WHAT IS REQUIRED »
Everything in the listing that follows should be reproduced exactly except the pictures.

RECORDS SHOWN »
========================
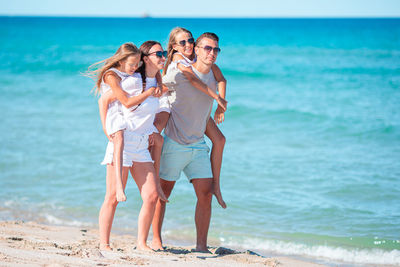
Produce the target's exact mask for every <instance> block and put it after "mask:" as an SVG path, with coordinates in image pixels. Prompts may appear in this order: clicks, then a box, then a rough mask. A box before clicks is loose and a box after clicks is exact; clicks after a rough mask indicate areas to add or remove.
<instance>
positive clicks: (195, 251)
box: [191, 247, 212, 254]
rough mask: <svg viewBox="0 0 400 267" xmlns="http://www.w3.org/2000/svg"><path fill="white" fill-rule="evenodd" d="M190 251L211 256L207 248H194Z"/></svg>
mask: <svg viewBox="0 0 400 267" xmlns="http://www.w3.org/2000/svg"><path fill="white" fill-rule="evenodd" d="M191 251H192V252H200V253H209V254H212V253H211V251H209V250H208V248H207V247H196V248H194V249H192V250H191Z"/></svg>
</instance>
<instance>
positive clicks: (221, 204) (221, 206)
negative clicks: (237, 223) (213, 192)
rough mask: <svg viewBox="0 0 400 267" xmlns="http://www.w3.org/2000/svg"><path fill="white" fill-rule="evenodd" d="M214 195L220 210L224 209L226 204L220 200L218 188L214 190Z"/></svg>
mask: <svg viewBox="0 0 400 267" xmlns="http://www.w3.org/2000/svg"><path fill="white" fill-rule="evenodd" d="M214 195H215V197H216V198H217V201H218V203H219V205H220V206H221V207H222V208H224V209H226V203H225V201H224V199H223V198H222V194H221V190H220V189H219V188H214Z"/></svg>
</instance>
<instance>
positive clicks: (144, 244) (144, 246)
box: [136, 244, 154, 252]
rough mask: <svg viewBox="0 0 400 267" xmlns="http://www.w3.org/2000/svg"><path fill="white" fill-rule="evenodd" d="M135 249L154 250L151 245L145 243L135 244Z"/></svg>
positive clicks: (144, 250)
mask: <svg viewBox="0 0 400 267" xmlns="http://www.w3.org/2000/svg"><path fill="white" fill-rule="evenodd" d="M136 249H137V250H140V251H149V252H154V250H153V249H152V248H151V247H149V246H148V245H147V244H141V245H137V247H136Z"/></svg>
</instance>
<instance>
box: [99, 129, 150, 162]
mask: <svg viewBox="0 0 400 267" xmlns="http://www.w3.org/2000/svg"><path fill="white" fill-rule="evenodd" d="M113 154H114V144H113V143H112V142H108V145H107V149H106V154H105V156H104V160H103V162H102V163H101V164H102V165H106V164H111V163H112V162H113ZM133 162H153V160H152V159H151V155H150V152H149V135H148V134H144V135H140V134H136V133H135V132H131V131H124V149H123V152H122V165H123V166H124V167H131V166H132V165H133Z"/></svg>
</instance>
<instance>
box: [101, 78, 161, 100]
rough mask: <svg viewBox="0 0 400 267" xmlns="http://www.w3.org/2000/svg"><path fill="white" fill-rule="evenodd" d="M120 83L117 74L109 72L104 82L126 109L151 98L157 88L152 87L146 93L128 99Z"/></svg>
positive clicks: (127, 96) (104, 80)
mask: <svg viewBox="0 0 400 267" xmlns="http://www.w3.org/2000/svg"><path fill="white" fill-rule="evenodd" d="M120 81H121V78H119V77H118V75H117V74H115V73H113V72H108V73H106V74H105V76H104V82H105V83H107V84H108V85H110V87H111V90H112V92H113V94H114V95H115V97H116V98H117V99H118V100H119V102H121V104H122V105H124V106H125V107H126V108H130V107H133V106H136V105H139V104H140V103H142V102H143V101H144V100H146V98H148V97H149V96H151V95H152V94H153V93H154V90H155V89H156V87H151V88H149V89H148V90H146V91H144V92H143V93H141V94H140V95H137V96H133V97H128V96H127V95H126V92H125V91H124V90H122V88H121V86H120V84H119V83H120Z"/></svg>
========================
COMPLETED TASK »
Produce the target's exact mask for every <instance> block and put it after "mask:" as an SVG path, with coordinates in image pixels. Prompts may appear in this order: clicks, then a box, then a rough mask. A box before clicks is loose and a box after clicks is exact; clicks after a rough mask indicate areas to add or remove.
<instance>
positive clicks: (195, 251)
box: [191, 247, 212, 254]
rough mask: <svg viewBox="0 0 400 267" xmlns="http://www.w3.org/2000/svg"><path fill="white" fill-rule="evenodd" d="M190 251L211 256L207 248H194Z"/></svg>
mask: <svg viewBox="0 0 400 267" xmlns="http://www.w3.org/2000/svg"><path fill="white" fill-rule="evenodd" d="M191 251H192V252H200V253H209V254H212V253H211V251H209V250H208V248H207V247H196V248H194V249H192V250H191Z"/></svg>
</instance>
<instance>
positive clicks: (221, 204) (221, 206)
negative clicks: (237, 223) (213, 192)
rough mask: <svg viewBox="0 0 400 267" xmlns="http://www.w3.org/2000/svg"><path fill="white" fill-rule="evenodd" d="M214 195L220 210L224 209L226 204L220 200L218 188L214 190Z"/></svg>
mask: <svg viewBox="0 0 400 267" xmlns="http://www.w3.org/2000/svg"><path fill="white" fill-rule="evenodd" d="M214 195H215V197H216V198H217V201H218V203H219V205H220V206H221V207H222V208H224V209H226V203H225V201H224V199H223V198H222V194H221V190H220V189H219V188H214Z"/></svg>
</instance>
<instance>
positive clicks: (144, 244) (144, 246)
box: [136, 244, 154, 252]
rough mask: <svg viewBox="0 0 400 267" xmlns="http://www.w3.org/2000/svg"><path fill="white" fill-rule="evenodd" d="M135 249L154 250L151 245L145 243L135 244Z"/></svg>
positive clicks: (144, 250)
mask: <svg viewBox="0 0 400 267" xmlns="http://www.w3.org/2000/svg"><path fill="white" fill-rule="evenodd" d="M136 249H137V250H140V251H149V252H154V250H153V249H152V248H151V247H149V246H148V245H147V244H141V245H137V247H136Z"/></svg>
</instance>
<instance>
box: [99, 129, 150, 162]
mask: <svg viewBox="0 0 400 267" xmlns="http://www.w3.org/2000/svg"><path fill="white" fill-rule="evenodd" d="M113 154H114V144H113V143H112V142H108V145H107V149H106V154H105V156H104V160H103V162H102V163H101V164H102V165H106V164H111V163H112V162H113ZM133 162H153V160H152V159H151V155H150V152H149V135H148V134H144V135H140V134H136V133H135V132H131V131H124V149H123V152H122V165H123V166H124V167H131V166H132V165H133Z"/></svg>
</instance>
<instance>
box: [101, 78, 161, 100]
rough mask: <svg viewBox="0 0 400 267" xmlns="http://www.w3.org/2000/svg"><path fill="white" fill-rule="evenodd" d="M120 83L117 74L109 72L104 82L126 109L151 98L157 88L152 87L146 93L128 99Z"/></svg>
positive clicks: (127, 96) (104, 80)
mask: <svg viewBox="0 0 400 267" xmlns="http://www.w3.org/2000/svg"><path fill="white" fill-rule="evenodd" d="M120 81H121V78H119V77H118V75H117V74H115V73H113V72H108V73H106V74H105V76H104V82H105V83H107V84H108V85H110V87H111V90H112V92H113V94H114V95H115V97H116V98H117V99H118V100H119V102H121V104H122V105H124V106H125V107H126V108H130V107H133V106H136V105H139V104H140V103H142V102H143V101H144V100H146V98H148V97H149V96H151V95H152V94H153V93H154V90H155V89H156V87H151V88H149V89H148V90H146V91H144V92H143V93H141V94H140V95H137V96H133V97H128V96H127V95H126V92H125V91H124V90H122V88H121V86H120V84H119V83H120Z"/></svg>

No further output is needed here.